**WHAT TO PRODUCE:** In the Iris dataset walkthrough, rewrite the stretch from "The Iris dataset" through "iris = datasets.load_iris()", substituting "sklearn" for every occurrence of "scikit-learn".

**TEXT SHOWN:**
----
EDA is all about understanding your data by employing summarizing and visualizing techniques. At a high level, the EDA can be performed in two folds i.e., univariate analysis and multivariate analysis.
Let's learn to consider an example data set to learn practically. 


### Iris Data

Iris dataset is one of a well-known dataset used extensively in pattern recognition literature. It is hosted at the UC Irvine Machine Learning Repository. The data set contains petal length, petal width, sepal length and sepal width measurement for 3 types of Iris flowers i.e., Setosa, Versicolor, and Virginica.

In [0]:
# Code to read csv file into Colaboratory:
!pip install -U -q PyDrive
import os
from pydrive.auth import GoogleAuth
from pydrive.drive import GoogleDrive
from google.colab import auth
from oauth2client.client import GoogleCredentials
# Authenticate and create the PyDrive client.
auth.authenticate_user()
gauth = GoogleAuth()
gauth.credentials = GoogleCredentials.get_application_default()
drive = GoogleDrive(gauth)

In [0]:
!pip install PyDrive


from pydrive.auth import GoogleAuth
from pydrive.drive import GoogleDrive
from google.colab import auth
from oauth2client.client import GoogleCredentials
import os

class download_data_from_folder(object):
    def __init__(self,path):
        path_id = path[path.find('id=')+3:]
        self.file_list = self.get_files_in_location(path_id)
        self.unwrap_data(self.file_list)
    def get_files_in_location(self,folder_id):
        file_list = drive.ListFile({'q': "'{}' in parents and trashed=false".format(folder_id)}).GetList()
        return file_list
    def unwrap_data(self,file_list,directory='.'):
        for i, file in enumerate(file_list):
            print(str((i + 1) / len(file_list) * 100) + '% done copying')
            if file['mimeType'].find('folder') != -1:
                if not os.path.exists(os.path.join(directory, file['title'])):
                    os.makedirs(os.path.join(directory, file['title']))
                print('Copying folder ' + os.path.join(directory, file['title']))
                self.unwrap_data(self.get_files_in_location(file['id']), os.path.join(directory, file['title']))
            else:
                if not os.path.exists(os.path.join(directory, file['title'])):
                    downloaded = drive.CreateFile({'id': file['id']})
                    downloaded.GetContentFile(os.path.join(directory, file['title']))
        return None

In [0]:
data_path = 'https://drive.google.com/open?id=13hFQ09ptYr-Ud5xOJ0Xx4cV0akc1RnZw'
download_data_from_folder(data_path)

In [0]:
from IPython.display import Image
Image(filename='Iris_Flower.png', width=500)

### Load Data

The Iris dataset comes as part of the scikit-learn dataset package which contains some of the populare datasets of machine learning literature.

In [0]:
import warnings
warnings.filterwarnings('ignore')

from sklearn import datasets
import numpy as np

iris = datasets.load_iris()
----
**SUPPLIED DATA:**
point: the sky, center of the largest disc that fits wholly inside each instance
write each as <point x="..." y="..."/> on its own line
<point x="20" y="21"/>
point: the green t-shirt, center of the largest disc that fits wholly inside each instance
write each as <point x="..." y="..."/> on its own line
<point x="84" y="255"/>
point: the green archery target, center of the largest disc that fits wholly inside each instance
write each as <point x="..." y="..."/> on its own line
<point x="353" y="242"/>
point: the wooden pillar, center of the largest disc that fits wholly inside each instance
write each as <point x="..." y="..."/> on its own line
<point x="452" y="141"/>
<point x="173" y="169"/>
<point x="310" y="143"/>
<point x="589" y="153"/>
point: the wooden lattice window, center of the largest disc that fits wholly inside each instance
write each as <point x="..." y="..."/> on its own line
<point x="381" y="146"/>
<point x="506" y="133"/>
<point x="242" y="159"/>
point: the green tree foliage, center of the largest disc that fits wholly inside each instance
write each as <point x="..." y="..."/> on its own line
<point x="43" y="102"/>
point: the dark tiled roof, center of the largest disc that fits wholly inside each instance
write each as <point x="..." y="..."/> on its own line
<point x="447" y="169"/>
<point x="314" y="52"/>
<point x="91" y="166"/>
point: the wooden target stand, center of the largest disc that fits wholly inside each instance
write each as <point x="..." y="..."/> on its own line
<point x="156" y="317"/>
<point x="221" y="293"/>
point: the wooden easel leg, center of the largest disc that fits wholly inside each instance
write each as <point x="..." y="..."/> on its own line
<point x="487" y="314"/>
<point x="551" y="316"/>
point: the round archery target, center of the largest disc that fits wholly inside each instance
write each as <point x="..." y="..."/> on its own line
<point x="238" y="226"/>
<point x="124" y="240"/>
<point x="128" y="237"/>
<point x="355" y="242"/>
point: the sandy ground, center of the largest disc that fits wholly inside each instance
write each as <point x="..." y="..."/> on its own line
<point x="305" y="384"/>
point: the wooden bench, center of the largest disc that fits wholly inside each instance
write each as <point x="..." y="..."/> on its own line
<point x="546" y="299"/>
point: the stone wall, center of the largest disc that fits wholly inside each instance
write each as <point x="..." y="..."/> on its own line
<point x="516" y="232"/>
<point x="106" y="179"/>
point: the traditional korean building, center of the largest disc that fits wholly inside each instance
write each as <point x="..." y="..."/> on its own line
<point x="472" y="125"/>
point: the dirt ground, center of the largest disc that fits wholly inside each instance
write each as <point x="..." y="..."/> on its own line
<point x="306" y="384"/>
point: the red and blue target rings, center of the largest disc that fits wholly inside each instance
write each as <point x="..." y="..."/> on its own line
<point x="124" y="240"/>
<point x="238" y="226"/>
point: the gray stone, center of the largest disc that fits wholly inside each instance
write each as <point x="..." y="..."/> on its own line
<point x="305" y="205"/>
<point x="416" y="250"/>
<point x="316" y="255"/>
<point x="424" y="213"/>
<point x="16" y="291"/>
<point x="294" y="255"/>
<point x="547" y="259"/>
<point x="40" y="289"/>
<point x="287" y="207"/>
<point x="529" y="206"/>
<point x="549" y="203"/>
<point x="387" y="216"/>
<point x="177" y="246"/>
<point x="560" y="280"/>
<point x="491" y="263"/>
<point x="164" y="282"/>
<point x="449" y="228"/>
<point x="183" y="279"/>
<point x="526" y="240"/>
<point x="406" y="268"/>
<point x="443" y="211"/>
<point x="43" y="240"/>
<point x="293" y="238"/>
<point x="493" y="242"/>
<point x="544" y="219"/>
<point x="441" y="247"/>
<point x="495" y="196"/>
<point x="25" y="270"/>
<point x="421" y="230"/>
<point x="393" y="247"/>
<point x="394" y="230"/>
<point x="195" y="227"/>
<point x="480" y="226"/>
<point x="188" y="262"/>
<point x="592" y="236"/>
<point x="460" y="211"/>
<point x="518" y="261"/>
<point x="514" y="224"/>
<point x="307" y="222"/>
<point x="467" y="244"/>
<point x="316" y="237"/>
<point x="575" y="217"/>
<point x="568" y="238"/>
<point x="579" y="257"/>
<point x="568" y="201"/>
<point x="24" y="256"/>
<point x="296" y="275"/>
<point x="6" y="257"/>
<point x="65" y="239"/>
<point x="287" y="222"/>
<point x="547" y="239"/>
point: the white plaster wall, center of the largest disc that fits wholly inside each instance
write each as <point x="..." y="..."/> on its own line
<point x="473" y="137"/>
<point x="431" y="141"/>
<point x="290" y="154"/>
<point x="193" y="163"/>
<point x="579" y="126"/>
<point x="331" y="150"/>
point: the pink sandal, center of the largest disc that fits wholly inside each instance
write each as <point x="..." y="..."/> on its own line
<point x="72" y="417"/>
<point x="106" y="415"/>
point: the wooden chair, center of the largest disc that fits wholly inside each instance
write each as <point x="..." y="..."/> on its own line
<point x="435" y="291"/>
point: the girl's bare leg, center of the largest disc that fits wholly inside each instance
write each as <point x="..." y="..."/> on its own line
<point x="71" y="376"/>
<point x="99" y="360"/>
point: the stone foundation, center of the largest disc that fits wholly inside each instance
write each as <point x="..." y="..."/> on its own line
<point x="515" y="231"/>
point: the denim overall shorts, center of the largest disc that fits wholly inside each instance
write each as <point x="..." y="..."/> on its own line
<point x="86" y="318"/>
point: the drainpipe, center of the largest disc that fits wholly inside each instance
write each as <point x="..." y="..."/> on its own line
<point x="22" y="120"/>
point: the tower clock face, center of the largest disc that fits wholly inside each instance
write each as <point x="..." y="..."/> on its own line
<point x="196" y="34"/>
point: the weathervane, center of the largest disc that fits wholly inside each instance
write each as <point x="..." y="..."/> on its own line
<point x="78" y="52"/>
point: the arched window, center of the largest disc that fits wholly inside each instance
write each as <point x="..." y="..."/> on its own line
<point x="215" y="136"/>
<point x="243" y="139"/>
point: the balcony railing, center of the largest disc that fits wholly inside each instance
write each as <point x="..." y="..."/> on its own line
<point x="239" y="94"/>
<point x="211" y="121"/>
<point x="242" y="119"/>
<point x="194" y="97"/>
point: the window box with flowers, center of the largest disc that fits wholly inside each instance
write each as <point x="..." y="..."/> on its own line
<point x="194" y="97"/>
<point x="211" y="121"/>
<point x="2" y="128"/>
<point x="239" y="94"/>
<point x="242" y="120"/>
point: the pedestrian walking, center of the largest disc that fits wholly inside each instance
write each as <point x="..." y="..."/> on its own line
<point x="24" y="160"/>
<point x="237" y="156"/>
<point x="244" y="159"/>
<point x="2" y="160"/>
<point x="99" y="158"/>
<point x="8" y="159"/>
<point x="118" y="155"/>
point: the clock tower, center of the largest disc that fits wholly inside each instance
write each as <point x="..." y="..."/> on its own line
----
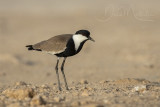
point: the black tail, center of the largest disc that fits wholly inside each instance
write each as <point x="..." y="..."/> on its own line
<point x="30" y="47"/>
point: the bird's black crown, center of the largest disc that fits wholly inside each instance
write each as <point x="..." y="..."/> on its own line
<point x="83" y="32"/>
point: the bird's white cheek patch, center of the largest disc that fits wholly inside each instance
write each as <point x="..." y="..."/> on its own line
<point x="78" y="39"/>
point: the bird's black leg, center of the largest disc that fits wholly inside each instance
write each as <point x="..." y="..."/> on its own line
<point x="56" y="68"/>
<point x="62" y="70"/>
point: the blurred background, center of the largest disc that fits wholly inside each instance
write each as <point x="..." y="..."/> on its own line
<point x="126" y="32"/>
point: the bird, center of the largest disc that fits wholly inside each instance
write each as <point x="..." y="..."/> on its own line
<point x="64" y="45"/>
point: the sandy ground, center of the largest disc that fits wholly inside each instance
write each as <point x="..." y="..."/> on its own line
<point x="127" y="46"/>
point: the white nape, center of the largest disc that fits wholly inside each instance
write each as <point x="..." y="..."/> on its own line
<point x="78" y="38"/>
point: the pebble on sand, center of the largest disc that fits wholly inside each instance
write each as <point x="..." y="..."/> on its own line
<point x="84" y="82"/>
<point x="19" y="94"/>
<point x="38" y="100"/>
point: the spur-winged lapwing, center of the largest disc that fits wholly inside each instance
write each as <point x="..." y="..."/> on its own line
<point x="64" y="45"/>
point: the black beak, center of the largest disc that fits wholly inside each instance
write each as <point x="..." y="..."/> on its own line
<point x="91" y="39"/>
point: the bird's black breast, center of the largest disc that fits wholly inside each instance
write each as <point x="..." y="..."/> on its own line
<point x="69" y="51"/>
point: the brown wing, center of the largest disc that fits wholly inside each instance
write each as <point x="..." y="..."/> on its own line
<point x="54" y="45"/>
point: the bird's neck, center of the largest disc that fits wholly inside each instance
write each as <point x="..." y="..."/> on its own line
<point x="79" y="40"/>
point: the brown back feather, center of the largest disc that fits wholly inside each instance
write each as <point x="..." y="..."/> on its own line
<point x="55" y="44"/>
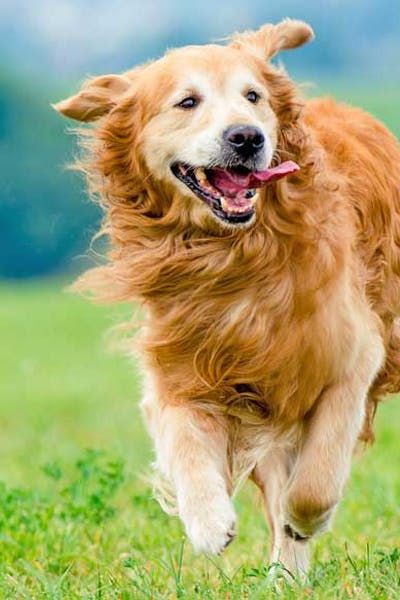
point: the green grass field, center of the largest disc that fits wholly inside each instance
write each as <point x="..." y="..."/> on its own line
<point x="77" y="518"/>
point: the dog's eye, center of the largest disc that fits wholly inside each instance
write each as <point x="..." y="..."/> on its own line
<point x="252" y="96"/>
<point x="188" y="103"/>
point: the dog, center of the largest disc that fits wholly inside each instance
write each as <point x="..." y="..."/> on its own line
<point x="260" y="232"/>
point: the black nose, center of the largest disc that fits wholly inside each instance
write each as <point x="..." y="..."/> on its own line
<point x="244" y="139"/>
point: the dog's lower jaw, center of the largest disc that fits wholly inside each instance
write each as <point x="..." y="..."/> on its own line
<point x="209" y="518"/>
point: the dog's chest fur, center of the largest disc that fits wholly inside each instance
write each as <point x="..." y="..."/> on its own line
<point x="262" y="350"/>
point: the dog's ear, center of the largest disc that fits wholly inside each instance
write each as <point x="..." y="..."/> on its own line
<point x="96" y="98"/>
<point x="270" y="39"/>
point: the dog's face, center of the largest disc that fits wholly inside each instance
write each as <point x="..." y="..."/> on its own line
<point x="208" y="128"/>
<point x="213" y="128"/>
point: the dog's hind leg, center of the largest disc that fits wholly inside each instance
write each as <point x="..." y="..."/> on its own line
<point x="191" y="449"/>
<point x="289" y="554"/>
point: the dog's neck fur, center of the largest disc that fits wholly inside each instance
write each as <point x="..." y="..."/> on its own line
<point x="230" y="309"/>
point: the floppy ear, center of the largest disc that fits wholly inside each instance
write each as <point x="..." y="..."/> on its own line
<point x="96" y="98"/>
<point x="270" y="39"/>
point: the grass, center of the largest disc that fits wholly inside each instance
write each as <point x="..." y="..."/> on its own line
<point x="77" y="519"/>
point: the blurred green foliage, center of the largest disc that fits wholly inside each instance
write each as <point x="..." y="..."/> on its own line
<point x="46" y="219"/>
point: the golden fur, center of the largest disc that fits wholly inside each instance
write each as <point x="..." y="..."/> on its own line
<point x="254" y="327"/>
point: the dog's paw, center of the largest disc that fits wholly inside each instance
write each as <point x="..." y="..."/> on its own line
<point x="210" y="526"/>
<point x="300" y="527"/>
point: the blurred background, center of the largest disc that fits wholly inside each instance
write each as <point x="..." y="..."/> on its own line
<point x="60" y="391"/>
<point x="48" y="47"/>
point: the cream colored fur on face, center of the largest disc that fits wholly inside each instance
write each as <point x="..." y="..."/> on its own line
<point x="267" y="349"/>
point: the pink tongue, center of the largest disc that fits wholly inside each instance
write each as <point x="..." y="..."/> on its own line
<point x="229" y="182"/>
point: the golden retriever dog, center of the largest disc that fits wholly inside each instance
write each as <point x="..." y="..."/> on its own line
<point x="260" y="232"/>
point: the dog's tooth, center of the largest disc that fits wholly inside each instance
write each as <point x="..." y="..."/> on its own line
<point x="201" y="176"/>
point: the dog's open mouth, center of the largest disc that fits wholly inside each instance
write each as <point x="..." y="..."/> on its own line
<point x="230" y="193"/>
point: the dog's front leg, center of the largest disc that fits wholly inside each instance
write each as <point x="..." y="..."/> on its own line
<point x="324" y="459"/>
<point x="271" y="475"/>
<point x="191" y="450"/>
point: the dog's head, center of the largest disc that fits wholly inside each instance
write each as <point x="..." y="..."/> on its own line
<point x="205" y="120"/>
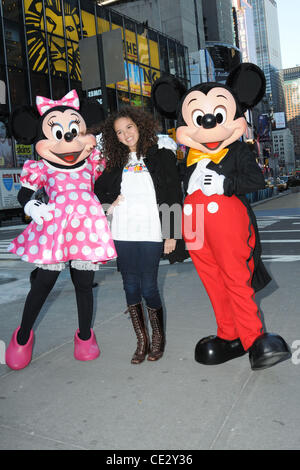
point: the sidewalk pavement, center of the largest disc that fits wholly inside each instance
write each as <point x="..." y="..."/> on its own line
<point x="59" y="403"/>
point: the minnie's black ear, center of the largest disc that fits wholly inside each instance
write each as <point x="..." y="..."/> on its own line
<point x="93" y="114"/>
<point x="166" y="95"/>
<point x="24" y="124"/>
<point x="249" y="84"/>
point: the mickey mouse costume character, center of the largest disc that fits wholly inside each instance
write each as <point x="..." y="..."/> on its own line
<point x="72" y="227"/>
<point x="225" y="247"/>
----
**THE COMPLETED TASK:**
The Iris dataset comes as part of the sklearn dataset package which contains some of the populare datasets of machine learning literature.

In [0]:
import warnings
warnings.filterwarnings('ignore')

from sklearn import datasets
import numpy as np

iris = datasets.load_iris()